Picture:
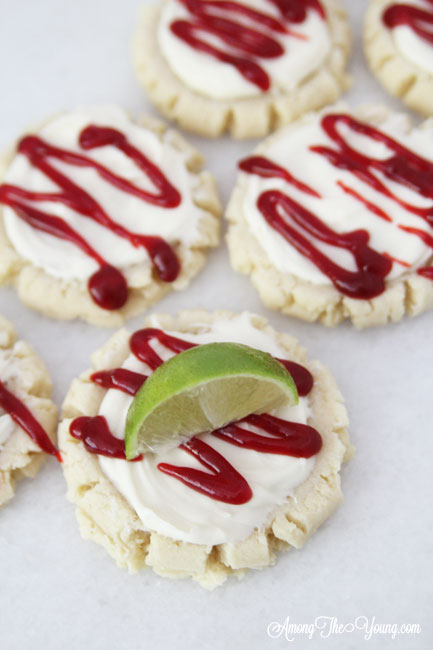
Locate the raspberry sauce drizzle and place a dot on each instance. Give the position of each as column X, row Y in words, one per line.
column 107, row 287
column 291, row 438
column 414, row 17
column 224, row 483
column 246, row 43
column 120, row 378
column 26, row 421
column 403, row 167
column 97, row 438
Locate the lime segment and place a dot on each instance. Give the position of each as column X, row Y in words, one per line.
column 202, row 389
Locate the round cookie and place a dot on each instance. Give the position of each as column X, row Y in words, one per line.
column 332, row 217
column 399, row 49
column 101, row 215
column 146, row 517
column 28, row 417
column 246, row 68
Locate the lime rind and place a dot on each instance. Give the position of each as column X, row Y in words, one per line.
column 202, row 389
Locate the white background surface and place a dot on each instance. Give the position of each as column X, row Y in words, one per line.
column 372, row 558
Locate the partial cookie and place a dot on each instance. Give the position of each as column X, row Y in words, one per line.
column 28, row 417
column 398, row 43
column 246, row 68
column 332, row 217
column 102, row 215
column 146, row 517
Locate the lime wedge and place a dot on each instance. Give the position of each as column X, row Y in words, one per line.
column 202, row 389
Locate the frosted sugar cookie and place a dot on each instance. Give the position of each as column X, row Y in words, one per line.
column 180, row 511
column 101, row 215
column 332, row 217
column 246, row 67
column 28, row 417
column 398, row 42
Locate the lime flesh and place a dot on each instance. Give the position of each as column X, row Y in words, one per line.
column 202, row 389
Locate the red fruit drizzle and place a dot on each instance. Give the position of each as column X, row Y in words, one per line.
column 26, row 421
column 403, row 167
column 108, row 286
column 414, row 17
column 121, row 378
column 224, row 483
column 248, row 43
column 97, row 437
column 291, row 438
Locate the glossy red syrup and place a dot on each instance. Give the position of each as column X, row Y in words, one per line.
column 246, row 44
column 125, row 380
column 289, row 438
column 108, row 286
column 300, row 227
column 26, row 421
column 97, row 437
column 221, row 482
column 417, row 18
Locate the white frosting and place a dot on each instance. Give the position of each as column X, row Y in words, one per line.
column 343, row 213
column 412, row 46
column 206, row 75
column 7, row 427
column 169, row 507
column 63, row 259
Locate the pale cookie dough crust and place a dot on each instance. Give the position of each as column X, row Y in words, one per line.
column 400, row 77
column 409, row 294
column 105, row 516
column 69, row 299
column 243, row 118
column 20, row 457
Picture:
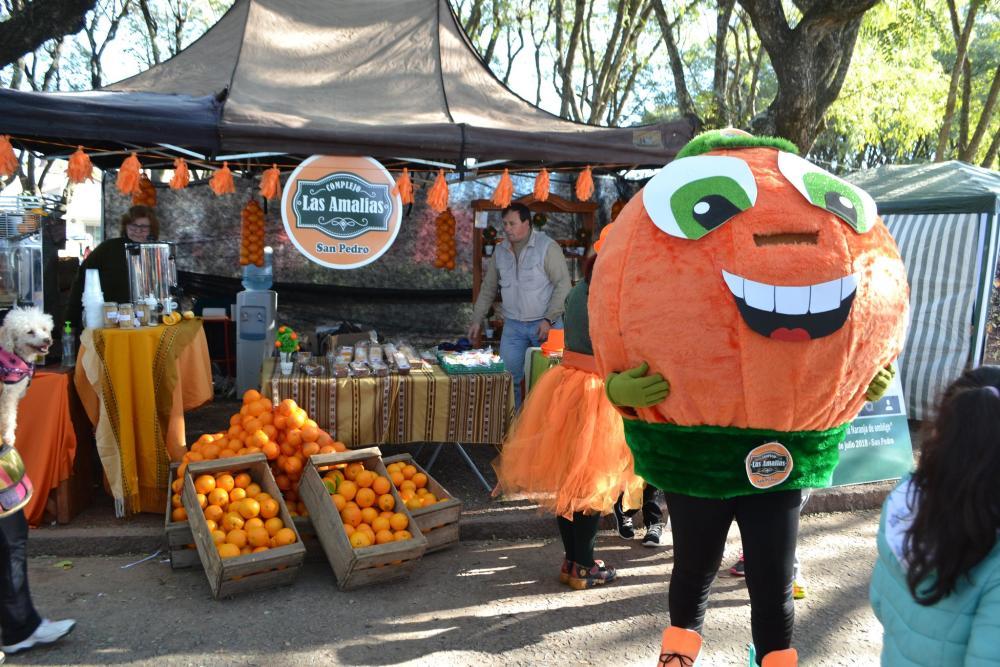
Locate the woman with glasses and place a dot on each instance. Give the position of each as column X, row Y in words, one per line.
column 138, row 225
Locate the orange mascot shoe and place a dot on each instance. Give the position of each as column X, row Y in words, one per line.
column 786, row 658
column 680, row 648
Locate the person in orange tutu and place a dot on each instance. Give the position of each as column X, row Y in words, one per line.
column 568, row 446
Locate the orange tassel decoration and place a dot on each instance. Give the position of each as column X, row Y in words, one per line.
column 404, row 187
column 222, row 181
column 80, row 168
column 505, row 190
column 542, row 185
column 8, row 161
column 585, row 185
column 128, row 175
column 437, row 197
column 270, row 183
column 181, row 175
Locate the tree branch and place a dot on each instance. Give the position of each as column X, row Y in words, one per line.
column 37, row 23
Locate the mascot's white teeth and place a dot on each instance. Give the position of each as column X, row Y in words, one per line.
column 818, row 298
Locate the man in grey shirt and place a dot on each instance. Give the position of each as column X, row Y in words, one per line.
column 529, row 271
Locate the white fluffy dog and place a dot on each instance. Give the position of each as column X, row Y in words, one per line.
column 26, row 333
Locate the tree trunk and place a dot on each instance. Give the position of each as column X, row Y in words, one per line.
column 810, row 62
column 956, row 71
column 989, row 108
column 38, row 22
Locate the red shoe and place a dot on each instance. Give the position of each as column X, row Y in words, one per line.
column 789, row 657
column 597, row 575
column 680, row 647
column 564, row 571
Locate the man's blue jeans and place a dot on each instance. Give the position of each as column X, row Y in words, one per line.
column 517, row 337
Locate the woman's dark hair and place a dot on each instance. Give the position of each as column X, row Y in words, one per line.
column 523, row 211
column 137, row 212
column 957, row 485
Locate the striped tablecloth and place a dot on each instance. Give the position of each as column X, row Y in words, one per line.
column 424, row 406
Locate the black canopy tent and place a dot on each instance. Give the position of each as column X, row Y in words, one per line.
column 397, row 80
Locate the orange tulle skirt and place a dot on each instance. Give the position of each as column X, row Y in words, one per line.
column 567, row 448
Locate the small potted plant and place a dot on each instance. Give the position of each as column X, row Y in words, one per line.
column 286, row 342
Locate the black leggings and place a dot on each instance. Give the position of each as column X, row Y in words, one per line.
column 579, row 536
column 769, row 525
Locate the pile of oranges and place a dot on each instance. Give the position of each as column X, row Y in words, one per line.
column 445, row 230
column 252, row 234
column 145, row 194
column 365, row 502
column 284, row 434
column 241, row 518
column 412, row 485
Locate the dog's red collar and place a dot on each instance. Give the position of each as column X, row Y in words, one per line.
column 13, row 368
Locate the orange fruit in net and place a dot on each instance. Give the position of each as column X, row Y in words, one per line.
column 284, row 537
column 348, row 489
column 381, row 485
column 214, row 513
column 227, row 550
column 399, row 521
column 365, row 498
column 268, row 507
column 249, row 508
column 273, row 525
column 360, row 539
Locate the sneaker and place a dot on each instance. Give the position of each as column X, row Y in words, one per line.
column 623, row 522
column 679, row 648
column 739, row 567
column 46, row 633
column 564, row 571
column 653, row 536
column 596, row 575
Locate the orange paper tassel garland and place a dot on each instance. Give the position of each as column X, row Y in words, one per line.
column 270, row 183
column 505, row 190
column 222, row 181
column 8, row 162
column 404, row 187
column 80, row 168
column 128, row 175
column 437, row 197
column 542, row 186
column 181, row 175
column 585, row 185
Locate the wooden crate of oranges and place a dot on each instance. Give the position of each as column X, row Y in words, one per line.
column 436, row 512
column 366, row 531
column 180, row 540
column 245, row 536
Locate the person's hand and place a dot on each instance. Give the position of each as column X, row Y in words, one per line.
column 543, row 331
column 880, row 383
column 634, row 389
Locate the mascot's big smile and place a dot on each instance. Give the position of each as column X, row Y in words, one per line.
column 793, row 313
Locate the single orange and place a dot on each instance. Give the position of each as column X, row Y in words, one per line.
column 365, row 498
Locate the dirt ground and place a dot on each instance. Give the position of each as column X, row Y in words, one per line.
column 477, row 604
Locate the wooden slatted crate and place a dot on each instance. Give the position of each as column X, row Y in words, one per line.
column 368, row 565
column 439, row 522
column 251, row 572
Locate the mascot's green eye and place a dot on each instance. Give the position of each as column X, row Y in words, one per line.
column 692, row 196
column 824, row 190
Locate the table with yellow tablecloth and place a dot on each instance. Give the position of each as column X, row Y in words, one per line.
column 424, row 406
column 135, row 385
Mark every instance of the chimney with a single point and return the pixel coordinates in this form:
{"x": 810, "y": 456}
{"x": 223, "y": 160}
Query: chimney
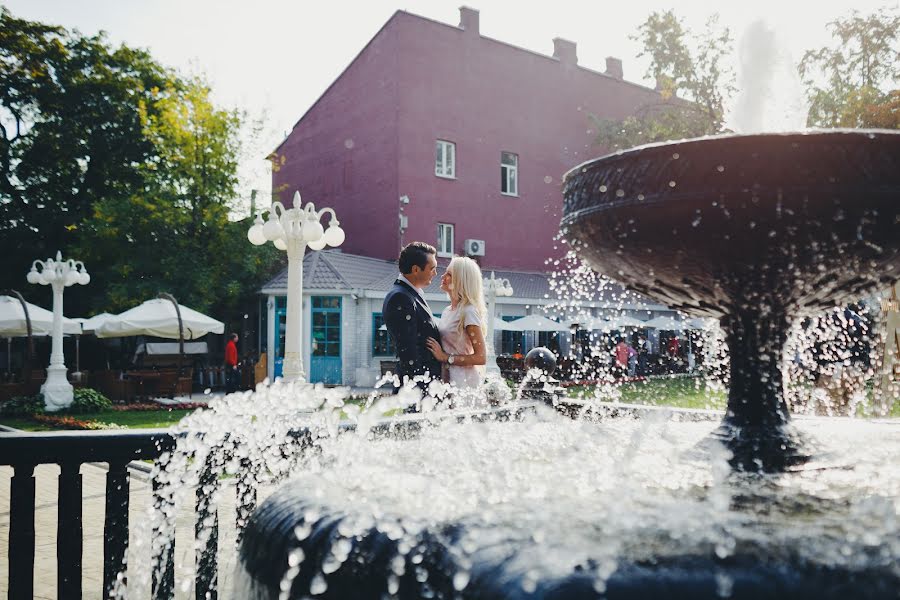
{"x": 564, "y": 51}
{"x": 468, "y": 20}
{"x": 614, "y": 67}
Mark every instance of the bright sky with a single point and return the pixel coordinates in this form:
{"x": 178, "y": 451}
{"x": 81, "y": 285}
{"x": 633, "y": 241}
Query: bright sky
{"x": 278, "y": 56}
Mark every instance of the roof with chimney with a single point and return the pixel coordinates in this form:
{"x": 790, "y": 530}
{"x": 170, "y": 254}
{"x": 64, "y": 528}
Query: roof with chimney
{"x": 335, "y": 271}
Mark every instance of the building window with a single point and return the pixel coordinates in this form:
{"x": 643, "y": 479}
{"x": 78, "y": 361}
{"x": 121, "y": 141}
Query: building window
{"x": 382, "y": 343}
{"x": 445, "y": 159}
{"x": 509, "y": 173}
{"x": 445, "y": 239}
{"x": 511, "y": 342}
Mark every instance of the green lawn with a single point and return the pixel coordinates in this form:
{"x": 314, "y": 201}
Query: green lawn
{"x": 682, "y": 392}
{"x": 138, "y": 419}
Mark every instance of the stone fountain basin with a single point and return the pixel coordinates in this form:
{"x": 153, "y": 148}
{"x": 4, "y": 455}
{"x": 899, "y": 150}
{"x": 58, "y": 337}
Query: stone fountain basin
{"x": 585, "y": 519}
{"x": 808, "y": 220}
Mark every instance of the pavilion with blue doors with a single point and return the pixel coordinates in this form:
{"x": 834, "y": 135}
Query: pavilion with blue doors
{"x": 344, "y": 342}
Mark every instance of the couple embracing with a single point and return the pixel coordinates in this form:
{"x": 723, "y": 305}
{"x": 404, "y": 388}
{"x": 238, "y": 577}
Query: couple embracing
{"x": 452, "y": 349}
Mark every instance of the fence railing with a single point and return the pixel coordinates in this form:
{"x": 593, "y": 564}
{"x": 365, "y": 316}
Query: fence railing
{"x": 25, "y": 451}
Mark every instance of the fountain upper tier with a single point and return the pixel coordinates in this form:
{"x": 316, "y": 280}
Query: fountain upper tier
{"x": 794, "y": 221}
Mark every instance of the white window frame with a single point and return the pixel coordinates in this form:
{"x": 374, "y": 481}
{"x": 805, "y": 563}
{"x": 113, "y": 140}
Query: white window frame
{"x": 509, "y": 174}
{"x": 445, "y": 159}
{"x": 445, "y": 243}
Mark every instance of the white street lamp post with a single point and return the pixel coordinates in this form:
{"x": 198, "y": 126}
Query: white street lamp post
{"x": 59, "y": 274}
{"x": 494, "y": 287}
{"x": 292, "y": 230}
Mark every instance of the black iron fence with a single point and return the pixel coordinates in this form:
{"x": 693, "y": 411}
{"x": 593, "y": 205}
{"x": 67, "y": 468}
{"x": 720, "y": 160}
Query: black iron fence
{"x": 24, "y": 451}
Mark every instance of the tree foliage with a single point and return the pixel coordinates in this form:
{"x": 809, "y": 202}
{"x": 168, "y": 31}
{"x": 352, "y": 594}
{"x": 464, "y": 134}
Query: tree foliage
{"x": 122, "y": 163}
{"x": 853, "y": 82}
{"x": 692, "y": 78}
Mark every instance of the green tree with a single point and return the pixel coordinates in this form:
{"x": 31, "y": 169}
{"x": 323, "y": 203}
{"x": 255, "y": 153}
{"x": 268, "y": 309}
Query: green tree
{"x": 852, "y": 83}
{"x": 122, "y": 163}
{"x": 71, "y": 135}
{"x": 175, "y": 233}
{"x": 692, "y": 78}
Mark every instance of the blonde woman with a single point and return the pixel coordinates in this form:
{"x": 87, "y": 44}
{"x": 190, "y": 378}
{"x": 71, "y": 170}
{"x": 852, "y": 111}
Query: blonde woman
{"x": 462, "y": 324}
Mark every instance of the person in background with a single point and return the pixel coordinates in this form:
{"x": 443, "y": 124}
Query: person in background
{"x": 231, "y": 370}
{"x": 409, "y": 319}
{"x": 643, "y": 356}
{"x": 462, "y": 347}
{"x": 621, "y": 353}
{"x": 632, "y": 360}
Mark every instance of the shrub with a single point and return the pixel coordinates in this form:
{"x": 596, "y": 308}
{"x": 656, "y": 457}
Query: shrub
{"x": 88, "y": 400}
{"x": 23, "y": 405}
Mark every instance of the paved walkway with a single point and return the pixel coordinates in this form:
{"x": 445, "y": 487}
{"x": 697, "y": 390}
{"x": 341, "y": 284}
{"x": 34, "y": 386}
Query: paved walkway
{"x": 94, "y": 486}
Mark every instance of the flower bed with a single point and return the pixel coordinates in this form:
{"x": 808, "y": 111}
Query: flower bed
{"x": 156, "y": 406}
{"x": 63, "y": 422}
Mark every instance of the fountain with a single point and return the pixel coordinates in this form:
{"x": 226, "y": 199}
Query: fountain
{"x": 752, "y": 230}
{"x": 501, "y": 503}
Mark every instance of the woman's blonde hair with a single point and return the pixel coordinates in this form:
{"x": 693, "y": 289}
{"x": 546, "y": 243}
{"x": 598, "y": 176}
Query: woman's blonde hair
{"x": 467, "y": 286}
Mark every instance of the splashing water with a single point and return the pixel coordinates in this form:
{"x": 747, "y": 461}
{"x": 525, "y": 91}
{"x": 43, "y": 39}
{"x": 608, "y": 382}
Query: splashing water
{"x": 770, "y": 94}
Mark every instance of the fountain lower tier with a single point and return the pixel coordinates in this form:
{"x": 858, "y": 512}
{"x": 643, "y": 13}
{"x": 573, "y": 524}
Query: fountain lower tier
{"x": 752, "y": 230}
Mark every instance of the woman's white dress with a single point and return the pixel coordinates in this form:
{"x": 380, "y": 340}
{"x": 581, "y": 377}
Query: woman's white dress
{"x": 455, "y": 342}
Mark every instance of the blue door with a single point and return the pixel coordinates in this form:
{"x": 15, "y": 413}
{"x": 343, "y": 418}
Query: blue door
{"x": 280, "y": 331}
{"x": 325, "y": 354}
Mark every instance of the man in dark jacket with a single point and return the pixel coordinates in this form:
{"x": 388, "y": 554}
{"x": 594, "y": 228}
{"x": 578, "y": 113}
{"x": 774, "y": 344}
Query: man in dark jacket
{"x": 232, "y": 377}
{"x": 408, "y": 317}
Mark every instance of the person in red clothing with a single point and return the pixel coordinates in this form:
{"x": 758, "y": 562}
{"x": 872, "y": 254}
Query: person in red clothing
{"x": 231, "y": 371}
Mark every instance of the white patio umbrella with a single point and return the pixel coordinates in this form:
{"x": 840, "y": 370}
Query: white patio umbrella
{"x": 535, "y": 323}
{"x": 91, "y": 324}
{"x": 12, "y": 319}
{"x": 613, "y": 323}
{"x": 158, "y": 318}
{"x": 501, "y": 325}
{"x": 699, "y": 323}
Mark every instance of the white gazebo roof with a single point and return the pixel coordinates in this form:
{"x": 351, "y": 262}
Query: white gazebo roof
{"x": 12, "y": 320}
{"x": 91, "y": 324}
{"x": 157, "y": 318}
{"x": 613, "y": 323}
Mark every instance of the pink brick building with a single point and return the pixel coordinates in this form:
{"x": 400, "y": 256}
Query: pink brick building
{"x": 474, "y": 132}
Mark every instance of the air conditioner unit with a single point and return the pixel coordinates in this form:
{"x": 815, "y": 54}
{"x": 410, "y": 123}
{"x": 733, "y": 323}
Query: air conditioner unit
{"x": 474, "y": 247}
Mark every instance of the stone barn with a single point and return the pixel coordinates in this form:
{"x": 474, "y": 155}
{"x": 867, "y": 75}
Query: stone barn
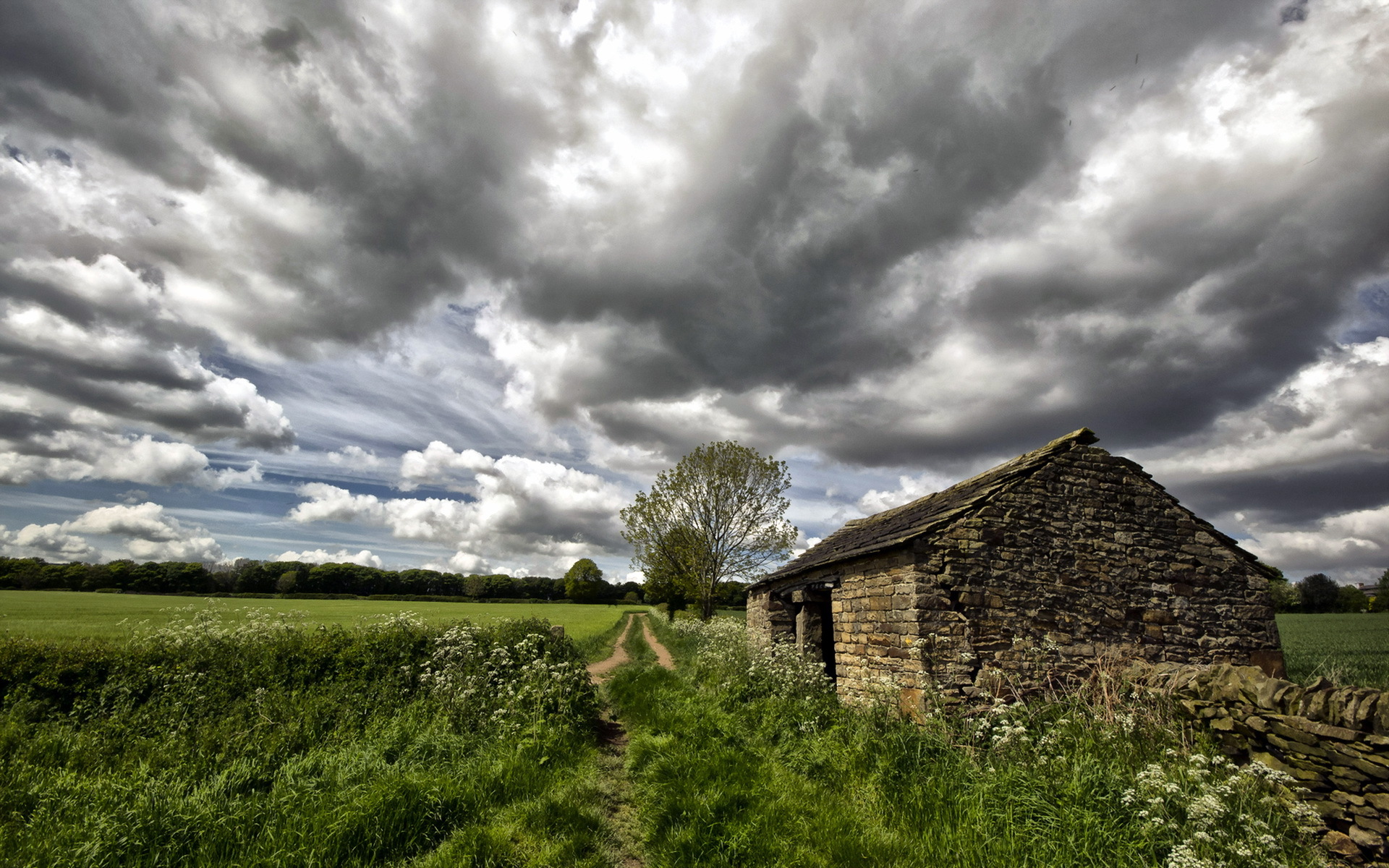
_____
- Required work:
Extract the lines from the one containing "Locate the pile" through the one containing "column 360, row 539", inclusive, reproducing each without any change.

- Finished exercise:
Locate the pile of oranges and place a dot on each instance. Give the position of each as column X, row Y in words, one per line.
column 445, row 230
column 252, row 234
column 145, row 194
column 365, row 502
column 284, row 434
column 241, row 518
column 412, row 485
Locate the dog's red collar and place a dot on each instance. Give the position of each as column X, row Y in words, one per line.
column 13, row 368
Locate the orange fruit in net and place a dot on each instance. Give the position of each as column X, row Y in words, one per line.
column 284, row 537
column 348, row 489
column 381, row 485
column 214, row 513
column 227, row 550
column 399, row 521
column 365, row 498
column 268, row 507
column 249, row 508
column 273, row 525
column 360, row 539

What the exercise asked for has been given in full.